Exercise brief: The records appear below. Repeat them exactly.

Input data:
* * *

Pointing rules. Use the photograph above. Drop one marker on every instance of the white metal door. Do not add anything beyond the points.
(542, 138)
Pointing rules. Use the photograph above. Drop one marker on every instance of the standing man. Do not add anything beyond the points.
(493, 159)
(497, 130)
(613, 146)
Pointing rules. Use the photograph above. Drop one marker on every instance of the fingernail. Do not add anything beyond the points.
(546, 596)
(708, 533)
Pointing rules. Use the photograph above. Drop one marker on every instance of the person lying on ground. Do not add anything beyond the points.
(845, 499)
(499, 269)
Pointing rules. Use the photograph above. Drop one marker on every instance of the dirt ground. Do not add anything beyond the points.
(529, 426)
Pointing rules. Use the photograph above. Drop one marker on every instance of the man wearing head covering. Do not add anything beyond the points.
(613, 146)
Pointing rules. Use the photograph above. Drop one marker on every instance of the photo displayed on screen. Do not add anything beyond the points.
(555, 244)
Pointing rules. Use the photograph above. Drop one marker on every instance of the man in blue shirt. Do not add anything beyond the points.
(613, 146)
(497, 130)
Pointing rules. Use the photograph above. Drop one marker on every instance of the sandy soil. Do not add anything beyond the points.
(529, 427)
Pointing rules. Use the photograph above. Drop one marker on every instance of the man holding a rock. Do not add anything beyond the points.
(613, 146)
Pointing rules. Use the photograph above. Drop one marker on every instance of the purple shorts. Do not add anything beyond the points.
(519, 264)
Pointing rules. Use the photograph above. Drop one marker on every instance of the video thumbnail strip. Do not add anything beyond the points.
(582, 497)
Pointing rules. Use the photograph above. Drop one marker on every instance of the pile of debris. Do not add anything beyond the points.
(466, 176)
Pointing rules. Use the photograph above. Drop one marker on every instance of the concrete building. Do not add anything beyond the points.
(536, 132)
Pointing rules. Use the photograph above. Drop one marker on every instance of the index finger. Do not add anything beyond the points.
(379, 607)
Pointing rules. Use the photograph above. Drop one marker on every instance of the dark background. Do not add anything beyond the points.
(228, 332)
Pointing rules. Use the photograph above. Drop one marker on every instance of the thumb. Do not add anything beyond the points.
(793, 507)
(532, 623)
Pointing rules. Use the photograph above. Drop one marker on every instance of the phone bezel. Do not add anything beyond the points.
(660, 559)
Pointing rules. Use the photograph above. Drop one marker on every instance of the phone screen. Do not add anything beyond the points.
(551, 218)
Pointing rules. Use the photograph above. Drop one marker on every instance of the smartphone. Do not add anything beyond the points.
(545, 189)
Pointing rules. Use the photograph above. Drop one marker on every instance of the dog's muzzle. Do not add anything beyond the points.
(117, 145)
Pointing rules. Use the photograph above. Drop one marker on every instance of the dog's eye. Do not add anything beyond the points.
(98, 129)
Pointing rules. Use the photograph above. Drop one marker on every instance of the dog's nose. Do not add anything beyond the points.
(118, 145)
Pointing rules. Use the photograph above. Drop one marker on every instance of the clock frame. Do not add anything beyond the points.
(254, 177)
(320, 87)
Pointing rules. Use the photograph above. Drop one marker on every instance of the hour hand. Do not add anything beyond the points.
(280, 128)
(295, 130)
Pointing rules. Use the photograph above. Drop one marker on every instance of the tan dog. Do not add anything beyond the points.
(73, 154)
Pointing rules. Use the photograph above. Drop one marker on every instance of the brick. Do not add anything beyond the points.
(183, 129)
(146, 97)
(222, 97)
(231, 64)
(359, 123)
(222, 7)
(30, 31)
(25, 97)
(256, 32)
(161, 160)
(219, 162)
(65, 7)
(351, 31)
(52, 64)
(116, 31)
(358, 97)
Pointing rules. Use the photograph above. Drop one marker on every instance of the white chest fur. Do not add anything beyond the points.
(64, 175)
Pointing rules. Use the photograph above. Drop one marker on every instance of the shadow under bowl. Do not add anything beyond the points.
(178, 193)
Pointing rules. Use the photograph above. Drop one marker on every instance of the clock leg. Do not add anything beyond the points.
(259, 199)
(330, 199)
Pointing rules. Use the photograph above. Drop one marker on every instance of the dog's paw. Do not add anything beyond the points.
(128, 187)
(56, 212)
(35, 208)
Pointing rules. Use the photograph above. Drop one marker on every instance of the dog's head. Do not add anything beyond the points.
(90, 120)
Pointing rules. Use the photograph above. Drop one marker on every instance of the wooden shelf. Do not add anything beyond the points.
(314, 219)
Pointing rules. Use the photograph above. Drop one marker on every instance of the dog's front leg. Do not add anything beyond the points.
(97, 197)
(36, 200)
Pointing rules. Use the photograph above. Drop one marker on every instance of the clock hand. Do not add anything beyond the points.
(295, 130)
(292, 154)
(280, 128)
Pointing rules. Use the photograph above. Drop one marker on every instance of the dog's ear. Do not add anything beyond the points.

* * *

Worked solution:
Pointing rules. Use the photograph above. Drop one marker on every instance of the white metal door. Do not add anything beyond the points.
(542, 138)
Pointing rules. Use the photograph above. Drop one marker on every instance of the standing man. Do not add anything beyond the points.
(493, 159)
(497, 130)
(613, 146)
Pointing rules. Use the photograph above. Drop one marker on every instance of the fingernail. Do not add anything beyond the points.
(546, 596)
(708, 533)
Pointing rules. Use the photograph above. Drop one marker on every instance of the person lying on ground. Do not add anything beyond the points.
(845, 499)
(499, 269)
Pointing rules. Use the photograph above. Drop one marker on every instance of the dirt ground. Do not add anything beyond the points.
(529, 426)
Pointing rules. Use the photograph above. Drop one marker on every instance of the man wearing head covering. Do not add anything beyond the points.
(613, 146)
Pointing rules. Use the photograph above. Drop one marker on every instance of the photo displayed on screen. Do not add anything beyond the points.
(555, 244)
Pointing rules. Use the photograph above. Drop one marker on every instance of the man in blue shirt. Do not add anything beyond the points.
(613, 146)
(497, 130)
Pointing rules. Use the photograph above. Drop one marker on every instance of the sandy soil. Do not add anything beyond the points.
(529, 427)
Pointing rules. Use the photograph above. Drop one marker on every instance of the man holding a rock. Do not add anything beyond the points.
(613, 146)
Pointing rules. Use the photograph above. Drop one marker on every instance of the purple shorts. Do not add anything beyond the points.
(519, 264)
Pointing rules. Use the photograph above. Drop one marker on every instance of the video thumbnail strip. Do not add anything beyond the points.
(582, 497)
Pointing rules. Use the photograph above. Drop one marker on every instance of the pile of debris. Do not add anything beyond the points.
(466, 176)
Pointing rules. Use the photograph above. Drop one marker on every instance of the concrete building. Do not add anything beyond the points.
(536, 132)
Pointing rules. Use the photograph above. Drop one marker on every instance of the index finger. Do not add anything beyond the points.
(379, 607)
Pointing rules. Use the photograph above. Drop one marker on every instance of the dark background. Do not add anything beyond the points.
(228, 332)
Pointing rules. Use the photograph above. Drop one marker on every instance of the thumb. Do not add anything beyond the points.
(793, 507)
(532, 623)
Pointing rules. Use the photograph above. Drop one marker on every instance of the phone bezel. Do not add anything beyond the points.
(660, 559)
Pointing rules. Use the photograph above. Drop one marker on every instance of the phone screen. Do not add anything beyond the points.
(551, 218)
Pointing rules. Use the photograph above. Drop one marker on every instance of the smartphone. Do not add anything beyond the points.
(545, 189)
Pointing rules. Use the photograph above. Drop one marker on every instance of the dog's muzzle. Do not add anything beyond the points.
(117, 145)
Pointing rules. Use the photograph above. Drop one marker on every instance of the dog's eye. Do not add anything beyond the points.
(98, 129)
Pointing rules. Use the photograph above. Drop one marker on every instance of the dog's nose. Do not add anything beyond the points.
(118, 145)
Pointing rules. Use the photograph above. Drop one marker on every instance of the clock frame. Do not add anything beyond the points.
(254, 177)
(320, 87)
Pointing rules. Use the photograph above. Drop one marker on every instance of the hour hand. Do not add anything beyond the points.
(280, 128)
(295, 130)
Pointing rules. Use the photograph above. Drop one marker on every instance of the tan dog. Do not add anything beyond the points.
(73, 154)
Pointing rules. Use the photograph above. Drop one marker on every instance of the brick. Do not add anything beyond the points.
(183, 129)
(146, 97)
(222, 97)
(231, 64)
(359, 123)
(222, 7)
(30, 31)
(25, 97)
(256, 32)
(161, 160)
(219, 162)
(65, 7)
(351, 31)
(52, 64)
(116, 31)
(358, 97)
Pointing rules. Use the photograph above. Drop one marker on every instance of the white chest fur. Do not add anything beyond the points.
(64, 175)
Pointing rules. Use the photograph above. Drop one marker on every instance of the shadow under bowl. Do not add anything beyond the points.
(178, 193)
Pointing rules. Use the photograph above. Drop one marker on every instance of the clock leg. Do not add anything beyond the points.
(259, 199)
(330, 199)
Pointing rules. Use the photograph above. Drop one marker on every instance of the dog's paw. Do not add anything beyond the points.
(128, 187)
(56, 212)
(35, 208)
Pointing rules. Use the photograph above. Drop one marker on every instance of the dog's head. Do not add anything beyond the points.
(90, 120)
Pointing rules. Use the photograph above. Drop one marker on every instance of the wooden shelf. Do not add anything beyond the points.
(314, 219)
Pointing rules. Use the photograph above. Drop one marker on every instance of the dog's front leg. Do not add anything beyond the points.
(97, 197)
(36, 200)
Pointing rules. Use the photograph above. Drop one marker on every instance of the clock hand. Do not add anything beyond the points.
(295, 130)
(292, 154)
(280, 128)
Pointing rules. Use the photograph above. Drop one marker on every instance of the dog's ear. Do not add anything beyond the points.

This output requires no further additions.